====== MATERIAL FOR THE TASK
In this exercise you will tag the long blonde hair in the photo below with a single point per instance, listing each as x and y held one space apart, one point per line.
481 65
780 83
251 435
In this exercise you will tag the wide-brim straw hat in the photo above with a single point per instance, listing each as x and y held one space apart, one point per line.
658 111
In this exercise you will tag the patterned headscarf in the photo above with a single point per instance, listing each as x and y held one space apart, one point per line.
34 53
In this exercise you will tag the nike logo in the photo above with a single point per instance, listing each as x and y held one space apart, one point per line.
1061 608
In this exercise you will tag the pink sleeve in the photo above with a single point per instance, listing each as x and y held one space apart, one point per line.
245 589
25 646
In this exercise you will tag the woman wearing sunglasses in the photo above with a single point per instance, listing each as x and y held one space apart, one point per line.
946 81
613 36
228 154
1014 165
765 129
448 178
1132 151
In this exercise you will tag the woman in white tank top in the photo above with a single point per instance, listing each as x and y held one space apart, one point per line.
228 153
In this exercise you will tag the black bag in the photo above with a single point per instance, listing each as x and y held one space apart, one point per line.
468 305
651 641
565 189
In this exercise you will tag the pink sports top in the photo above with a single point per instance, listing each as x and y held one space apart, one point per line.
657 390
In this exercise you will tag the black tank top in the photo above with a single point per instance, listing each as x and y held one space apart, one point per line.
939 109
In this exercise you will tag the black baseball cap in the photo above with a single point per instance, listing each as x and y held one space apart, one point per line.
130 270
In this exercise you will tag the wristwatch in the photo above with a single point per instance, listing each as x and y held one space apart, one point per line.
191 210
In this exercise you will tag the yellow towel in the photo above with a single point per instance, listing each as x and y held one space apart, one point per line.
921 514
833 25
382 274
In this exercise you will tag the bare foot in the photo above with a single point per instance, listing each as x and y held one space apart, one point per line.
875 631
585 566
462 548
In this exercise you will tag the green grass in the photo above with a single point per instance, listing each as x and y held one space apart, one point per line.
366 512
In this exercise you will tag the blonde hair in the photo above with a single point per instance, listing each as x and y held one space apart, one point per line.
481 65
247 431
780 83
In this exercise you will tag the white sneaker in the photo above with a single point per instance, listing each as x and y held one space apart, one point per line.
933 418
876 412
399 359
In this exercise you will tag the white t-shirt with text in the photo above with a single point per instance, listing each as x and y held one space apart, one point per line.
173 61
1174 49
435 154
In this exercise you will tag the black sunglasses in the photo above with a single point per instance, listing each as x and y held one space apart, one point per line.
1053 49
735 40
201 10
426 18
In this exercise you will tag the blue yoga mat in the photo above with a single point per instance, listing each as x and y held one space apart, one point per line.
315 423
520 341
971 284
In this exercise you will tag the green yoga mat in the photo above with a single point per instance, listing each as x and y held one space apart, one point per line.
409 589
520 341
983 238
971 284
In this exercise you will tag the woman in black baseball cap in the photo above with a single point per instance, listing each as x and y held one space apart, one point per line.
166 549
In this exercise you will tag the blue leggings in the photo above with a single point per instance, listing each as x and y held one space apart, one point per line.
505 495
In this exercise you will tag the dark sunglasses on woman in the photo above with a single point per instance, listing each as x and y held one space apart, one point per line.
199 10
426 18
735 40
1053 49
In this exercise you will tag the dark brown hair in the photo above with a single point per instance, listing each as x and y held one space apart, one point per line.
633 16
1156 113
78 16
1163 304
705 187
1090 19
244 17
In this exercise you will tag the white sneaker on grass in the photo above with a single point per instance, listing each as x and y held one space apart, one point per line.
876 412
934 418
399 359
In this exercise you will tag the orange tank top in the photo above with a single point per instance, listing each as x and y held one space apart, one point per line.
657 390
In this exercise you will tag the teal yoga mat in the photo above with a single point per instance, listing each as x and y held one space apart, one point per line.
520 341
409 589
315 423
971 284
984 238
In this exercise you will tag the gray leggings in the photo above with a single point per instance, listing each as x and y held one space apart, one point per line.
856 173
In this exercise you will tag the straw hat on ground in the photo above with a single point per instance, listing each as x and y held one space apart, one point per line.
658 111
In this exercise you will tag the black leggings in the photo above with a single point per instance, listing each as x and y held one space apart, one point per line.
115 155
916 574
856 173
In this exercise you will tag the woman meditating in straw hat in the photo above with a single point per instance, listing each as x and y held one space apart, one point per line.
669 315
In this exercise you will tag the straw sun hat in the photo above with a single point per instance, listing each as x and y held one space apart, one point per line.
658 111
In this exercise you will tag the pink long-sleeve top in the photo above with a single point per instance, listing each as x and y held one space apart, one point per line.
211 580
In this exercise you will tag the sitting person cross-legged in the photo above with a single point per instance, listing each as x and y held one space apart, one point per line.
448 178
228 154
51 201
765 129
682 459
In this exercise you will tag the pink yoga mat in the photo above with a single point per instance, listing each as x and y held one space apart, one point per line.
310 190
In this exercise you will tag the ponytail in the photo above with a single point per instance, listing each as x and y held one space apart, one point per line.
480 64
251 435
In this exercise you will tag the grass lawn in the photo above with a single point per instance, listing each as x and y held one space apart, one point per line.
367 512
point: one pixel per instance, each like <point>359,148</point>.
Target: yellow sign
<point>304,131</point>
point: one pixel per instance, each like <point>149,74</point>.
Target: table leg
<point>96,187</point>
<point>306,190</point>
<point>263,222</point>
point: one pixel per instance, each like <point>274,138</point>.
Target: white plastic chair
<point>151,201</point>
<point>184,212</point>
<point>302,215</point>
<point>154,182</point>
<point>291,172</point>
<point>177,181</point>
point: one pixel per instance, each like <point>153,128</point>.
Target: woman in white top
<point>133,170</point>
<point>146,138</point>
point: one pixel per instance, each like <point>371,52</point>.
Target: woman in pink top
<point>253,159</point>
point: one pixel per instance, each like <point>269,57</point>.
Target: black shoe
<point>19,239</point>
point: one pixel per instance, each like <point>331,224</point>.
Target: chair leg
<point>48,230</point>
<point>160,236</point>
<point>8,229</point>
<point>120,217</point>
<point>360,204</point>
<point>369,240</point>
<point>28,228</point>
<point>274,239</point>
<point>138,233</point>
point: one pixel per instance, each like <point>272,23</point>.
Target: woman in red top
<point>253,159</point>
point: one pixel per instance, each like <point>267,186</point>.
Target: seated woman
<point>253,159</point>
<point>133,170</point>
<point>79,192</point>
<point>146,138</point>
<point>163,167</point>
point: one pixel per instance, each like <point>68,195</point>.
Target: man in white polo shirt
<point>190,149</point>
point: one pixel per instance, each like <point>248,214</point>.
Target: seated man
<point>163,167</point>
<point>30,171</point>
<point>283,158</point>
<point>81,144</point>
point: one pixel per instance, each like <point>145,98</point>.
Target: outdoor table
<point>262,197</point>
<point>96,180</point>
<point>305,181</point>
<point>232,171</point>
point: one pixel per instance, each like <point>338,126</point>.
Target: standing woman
============
Starting from the line containing "point: one pixel per instance, each like <point>272,23</point>.", repeat each line through the end of the entries, exactly.

__ANSWER TO THE EXERCISE__:
point: one pixel per instance, each like <point>272,23</point>.
Target: woman in red top
<point>253,159</point>
point: one pixel per instance, each like <point>267,186</point>.
Target: seated woman
<point>253,159</point>
<point>133,170</point>
<point>79,192</point>
<point>146,138</point>
<point>163,167</point>
point: one pixel per instance, each like <point>68,195</point>.
Target: man in white polo shirt
<point>190,149</point>
point: one pixel per instance, each like <point>248,214</point>.
Target: seated man
<point>163,167</point>
<point>30,171</point>
<point>283,158</point>
<point>81,144</point>
point: one pixel per instance, each like <point>145,98</point>.
Target: outdoor table
<point>262,197</point>
<point>96,180</point>
<point>305,181</point>
<point>232,171</point>
point: one pixel per instance, each like <point>338,126</point>.
Target: standing woman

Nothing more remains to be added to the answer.